THE INPUT =
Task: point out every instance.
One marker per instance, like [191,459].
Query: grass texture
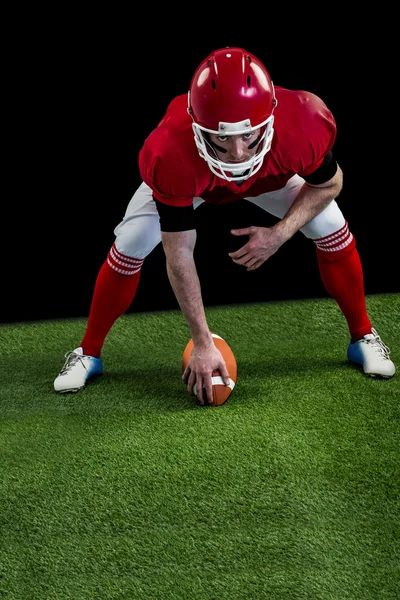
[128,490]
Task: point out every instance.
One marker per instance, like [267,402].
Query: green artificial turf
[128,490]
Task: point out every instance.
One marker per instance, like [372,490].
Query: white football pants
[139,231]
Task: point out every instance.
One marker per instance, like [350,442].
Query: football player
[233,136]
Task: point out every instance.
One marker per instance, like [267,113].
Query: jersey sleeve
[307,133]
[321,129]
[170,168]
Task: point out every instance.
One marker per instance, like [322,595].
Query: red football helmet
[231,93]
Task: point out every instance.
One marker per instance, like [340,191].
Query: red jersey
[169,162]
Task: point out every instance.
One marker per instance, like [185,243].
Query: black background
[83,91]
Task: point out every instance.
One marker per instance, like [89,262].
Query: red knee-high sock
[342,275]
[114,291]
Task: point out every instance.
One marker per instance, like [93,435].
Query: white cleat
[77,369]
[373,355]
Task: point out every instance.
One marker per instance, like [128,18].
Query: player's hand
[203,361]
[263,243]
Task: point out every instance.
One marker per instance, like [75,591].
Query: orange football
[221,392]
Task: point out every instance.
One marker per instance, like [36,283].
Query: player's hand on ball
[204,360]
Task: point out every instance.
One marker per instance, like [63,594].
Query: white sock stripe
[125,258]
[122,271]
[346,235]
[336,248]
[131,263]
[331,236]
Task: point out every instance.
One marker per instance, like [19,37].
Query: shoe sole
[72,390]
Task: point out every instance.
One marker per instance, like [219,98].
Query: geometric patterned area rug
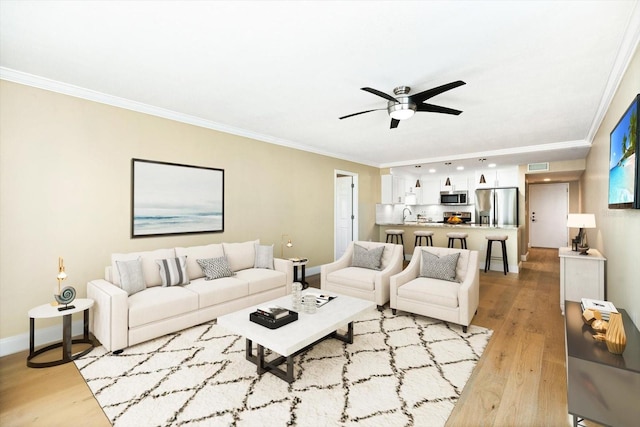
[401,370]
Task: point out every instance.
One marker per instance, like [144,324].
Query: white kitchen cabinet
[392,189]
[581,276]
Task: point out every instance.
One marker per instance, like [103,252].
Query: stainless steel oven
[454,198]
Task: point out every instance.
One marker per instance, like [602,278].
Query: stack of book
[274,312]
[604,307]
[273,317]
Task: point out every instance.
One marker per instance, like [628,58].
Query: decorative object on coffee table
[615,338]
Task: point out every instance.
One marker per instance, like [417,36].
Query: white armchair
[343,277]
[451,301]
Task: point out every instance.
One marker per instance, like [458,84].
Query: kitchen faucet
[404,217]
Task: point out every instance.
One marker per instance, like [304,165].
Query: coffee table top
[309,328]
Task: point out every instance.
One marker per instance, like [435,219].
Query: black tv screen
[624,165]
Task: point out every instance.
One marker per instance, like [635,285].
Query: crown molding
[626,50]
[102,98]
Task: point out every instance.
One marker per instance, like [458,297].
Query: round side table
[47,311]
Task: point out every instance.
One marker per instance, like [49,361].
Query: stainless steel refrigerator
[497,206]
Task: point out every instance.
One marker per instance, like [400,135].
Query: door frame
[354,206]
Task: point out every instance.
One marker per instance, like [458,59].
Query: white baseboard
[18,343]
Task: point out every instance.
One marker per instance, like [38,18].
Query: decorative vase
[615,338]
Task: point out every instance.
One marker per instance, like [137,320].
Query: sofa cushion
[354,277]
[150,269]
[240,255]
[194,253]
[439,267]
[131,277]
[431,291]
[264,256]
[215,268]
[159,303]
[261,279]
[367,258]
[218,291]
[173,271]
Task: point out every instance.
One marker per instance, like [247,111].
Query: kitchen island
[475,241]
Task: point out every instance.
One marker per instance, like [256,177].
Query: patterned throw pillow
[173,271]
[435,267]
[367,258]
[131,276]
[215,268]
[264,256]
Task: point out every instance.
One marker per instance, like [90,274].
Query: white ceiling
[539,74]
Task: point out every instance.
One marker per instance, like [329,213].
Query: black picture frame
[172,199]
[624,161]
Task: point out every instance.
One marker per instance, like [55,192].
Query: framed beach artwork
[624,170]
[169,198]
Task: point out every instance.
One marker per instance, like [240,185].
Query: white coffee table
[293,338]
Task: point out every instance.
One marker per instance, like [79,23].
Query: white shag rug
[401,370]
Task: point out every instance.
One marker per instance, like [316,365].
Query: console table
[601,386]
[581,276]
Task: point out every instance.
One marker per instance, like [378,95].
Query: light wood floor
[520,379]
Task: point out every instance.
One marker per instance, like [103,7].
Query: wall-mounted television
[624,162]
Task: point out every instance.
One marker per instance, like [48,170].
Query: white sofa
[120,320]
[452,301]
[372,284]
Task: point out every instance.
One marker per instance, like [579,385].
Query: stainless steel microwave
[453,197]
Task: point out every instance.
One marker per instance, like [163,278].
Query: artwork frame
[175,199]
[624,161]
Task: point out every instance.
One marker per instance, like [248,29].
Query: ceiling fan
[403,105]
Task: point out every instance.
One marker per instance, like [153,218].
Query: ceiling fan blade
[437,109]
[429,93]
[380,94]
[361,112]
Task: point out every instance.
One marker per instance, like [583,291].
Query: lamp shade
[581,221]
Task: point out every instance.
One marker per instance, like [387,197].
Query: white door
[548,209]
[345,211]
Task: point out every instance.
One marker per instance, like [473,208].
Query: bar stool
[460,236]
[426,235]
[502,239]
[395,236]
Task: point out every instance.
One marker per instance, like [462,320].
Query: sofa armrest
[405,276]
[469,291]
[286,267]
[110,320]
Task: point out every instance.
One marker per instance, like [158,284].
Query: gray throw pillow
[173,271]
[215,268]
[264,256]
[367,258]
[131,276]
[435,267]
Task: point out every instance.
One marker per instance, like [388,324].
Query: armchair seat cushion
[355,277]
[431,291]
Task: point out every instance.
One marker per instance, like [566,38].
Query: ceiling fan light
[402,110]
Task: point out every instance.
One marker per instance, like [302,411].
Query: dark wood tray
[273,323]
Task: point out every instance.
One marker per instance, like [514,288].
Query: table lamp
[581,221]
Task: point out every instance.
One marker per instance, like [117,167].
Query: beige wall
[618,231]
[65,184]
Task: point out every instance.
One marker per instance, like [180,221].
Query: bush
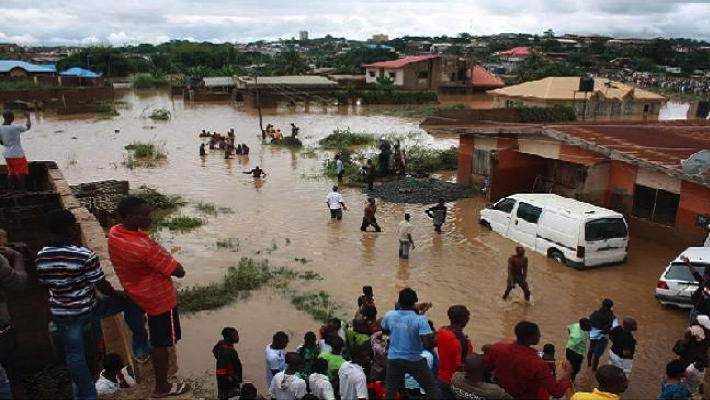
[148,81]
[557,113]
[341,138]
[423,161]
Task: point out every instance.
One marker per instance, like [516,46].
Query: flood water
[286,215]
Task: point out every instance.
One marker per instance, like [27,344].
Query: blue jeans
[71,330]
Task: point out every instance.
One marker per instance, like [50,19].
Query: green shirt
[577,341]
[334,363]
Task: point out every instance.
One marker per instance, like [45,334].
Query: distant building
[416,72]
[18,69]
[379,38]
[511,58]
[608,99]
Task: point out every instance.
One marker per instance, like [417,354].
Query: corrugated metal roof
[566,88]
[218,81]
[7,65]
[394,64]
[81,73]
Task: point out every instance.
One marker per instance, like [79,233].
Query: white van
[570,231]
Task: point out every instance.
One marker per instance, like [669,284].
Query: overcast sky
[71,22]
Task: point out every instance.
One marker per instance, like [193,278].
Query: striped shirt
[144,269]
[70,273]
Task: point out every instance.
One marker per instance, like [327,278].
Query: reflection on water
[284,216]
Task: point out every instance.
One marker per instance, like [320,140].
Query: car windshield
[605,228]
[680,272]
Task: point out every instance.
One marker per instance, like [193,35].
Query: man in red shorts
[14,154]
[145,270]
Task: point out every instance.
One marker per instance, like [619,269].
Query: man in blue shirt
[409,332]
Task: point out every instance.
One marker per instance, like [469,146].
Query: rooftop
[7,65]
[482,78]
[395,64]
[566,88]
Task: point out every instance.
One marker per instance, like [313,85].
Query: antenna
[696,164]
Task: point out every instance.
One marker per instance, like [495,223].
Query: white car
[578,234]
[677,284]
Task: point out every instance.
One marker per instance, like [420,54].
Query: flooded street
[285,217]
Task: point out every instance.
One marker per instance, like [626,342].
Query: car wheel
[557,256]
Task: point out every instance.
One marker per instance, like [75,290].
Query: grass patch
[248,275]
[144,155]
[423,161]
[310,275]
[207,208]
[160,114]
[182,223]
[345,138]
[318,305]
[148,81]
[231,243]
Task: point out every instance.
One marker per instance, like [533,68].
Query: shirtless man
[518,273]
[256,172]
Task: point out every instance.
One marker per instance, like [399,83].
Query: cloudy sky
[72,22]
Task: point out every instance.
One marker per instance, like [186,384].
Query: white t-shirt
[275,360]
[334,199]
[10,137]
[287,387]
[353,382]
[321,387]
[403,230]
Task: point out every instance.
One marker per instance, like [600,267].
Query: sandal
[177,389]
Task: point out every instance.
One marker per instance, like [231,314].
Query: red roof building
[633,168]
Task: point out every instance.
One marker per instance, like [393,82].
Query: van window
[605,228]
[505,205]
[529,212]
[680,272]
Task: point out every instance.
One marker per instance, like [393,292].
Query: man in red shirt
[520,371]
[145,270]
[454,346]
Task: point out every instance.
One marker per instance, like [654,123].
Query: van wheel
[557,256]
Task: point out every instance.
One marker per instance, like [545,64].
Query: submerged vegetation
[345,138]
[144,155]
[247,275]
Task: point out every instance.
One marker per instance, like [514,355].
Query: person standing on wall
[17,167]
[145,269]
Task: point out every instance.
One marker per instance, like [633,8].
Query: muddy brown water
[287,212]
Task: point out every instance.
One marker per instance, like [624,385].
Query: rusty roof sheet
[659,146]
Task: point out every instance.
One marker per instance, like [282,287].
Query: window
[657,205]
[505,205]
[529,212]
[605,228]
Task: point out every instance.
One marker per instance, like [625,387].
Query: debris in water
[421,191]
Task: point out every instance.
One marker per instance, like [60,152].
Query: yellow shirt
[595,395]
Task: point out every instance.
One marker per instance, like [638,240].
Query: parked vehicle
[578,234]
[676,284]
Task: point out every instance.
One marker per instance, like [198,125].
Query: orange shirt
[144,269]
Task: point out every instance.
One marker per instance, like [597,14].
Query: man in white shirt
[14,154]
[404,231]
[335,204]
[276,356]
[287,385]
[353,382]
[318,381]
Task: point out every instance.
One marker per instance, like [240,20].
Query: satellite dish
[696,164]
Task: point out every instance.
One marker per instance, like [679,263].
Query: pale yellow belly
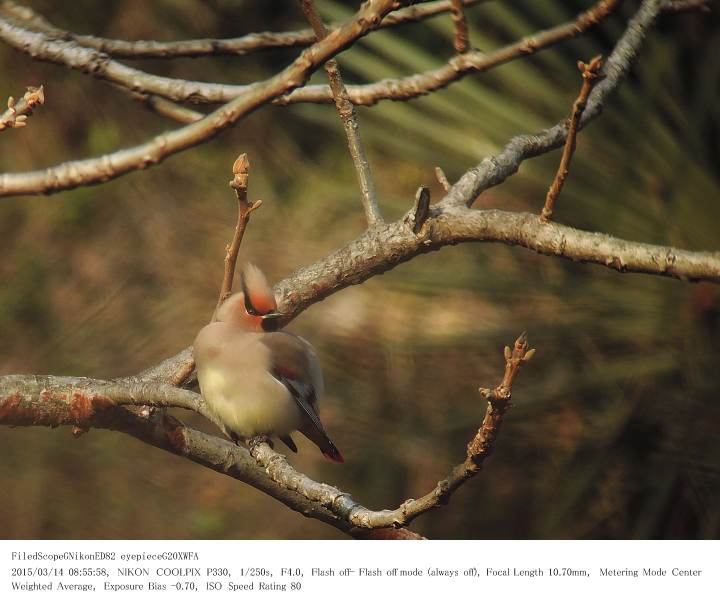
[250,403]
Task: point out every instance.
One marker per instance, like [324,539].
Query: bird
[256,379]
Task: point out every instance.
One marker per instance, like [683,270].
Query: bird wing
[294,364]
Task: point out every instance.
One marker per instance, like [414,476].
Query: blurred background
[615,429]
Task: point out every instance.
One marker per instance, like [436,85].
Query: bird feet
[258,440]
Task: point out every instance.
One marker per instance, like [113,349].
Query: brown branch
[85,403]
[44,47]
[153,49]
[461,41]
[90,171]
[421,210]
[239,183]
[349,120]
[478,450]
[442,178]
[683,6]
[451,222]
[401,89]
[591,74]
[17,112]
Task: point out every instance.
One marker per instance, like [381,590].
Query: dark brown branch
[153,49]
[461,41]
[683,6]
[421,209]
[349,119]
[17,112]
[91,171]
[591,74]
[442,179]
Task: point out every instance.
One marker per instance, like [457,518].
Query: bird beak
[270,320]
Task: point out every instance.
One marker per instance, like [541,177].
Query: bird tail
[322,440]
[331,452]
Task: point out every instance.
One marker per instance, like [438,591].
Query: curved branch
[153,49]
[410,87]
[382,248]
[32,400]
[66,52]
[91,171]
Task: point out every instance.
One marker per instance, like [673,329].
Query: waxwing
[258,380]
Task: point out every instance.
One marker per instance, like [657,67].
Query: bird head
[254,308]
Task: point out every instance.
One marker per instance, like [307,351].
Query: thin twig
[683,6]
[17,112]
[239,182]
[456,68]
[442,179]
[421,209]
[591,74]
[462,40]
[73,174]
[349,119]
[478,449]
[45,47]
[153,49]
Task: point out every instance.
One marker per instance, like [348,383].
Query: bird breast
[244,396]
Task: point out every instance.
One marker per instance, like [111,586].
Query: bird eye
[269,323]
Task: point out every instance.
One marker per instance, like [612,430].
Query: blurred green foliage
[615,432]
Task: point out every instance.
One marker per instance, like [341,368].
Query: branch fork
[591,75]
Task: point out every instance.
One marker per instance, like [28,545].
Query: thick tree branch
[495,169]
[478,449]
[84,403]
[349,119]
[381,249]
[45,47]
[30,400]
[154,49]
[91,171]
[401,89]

WORK TO BE COMPLETED = Pick out every line of the records that contains the string "decorative", and copy each one. Case counts.

COMPLETED EXERCISE =
Query: decorative object on coffee table
Query: decorative vase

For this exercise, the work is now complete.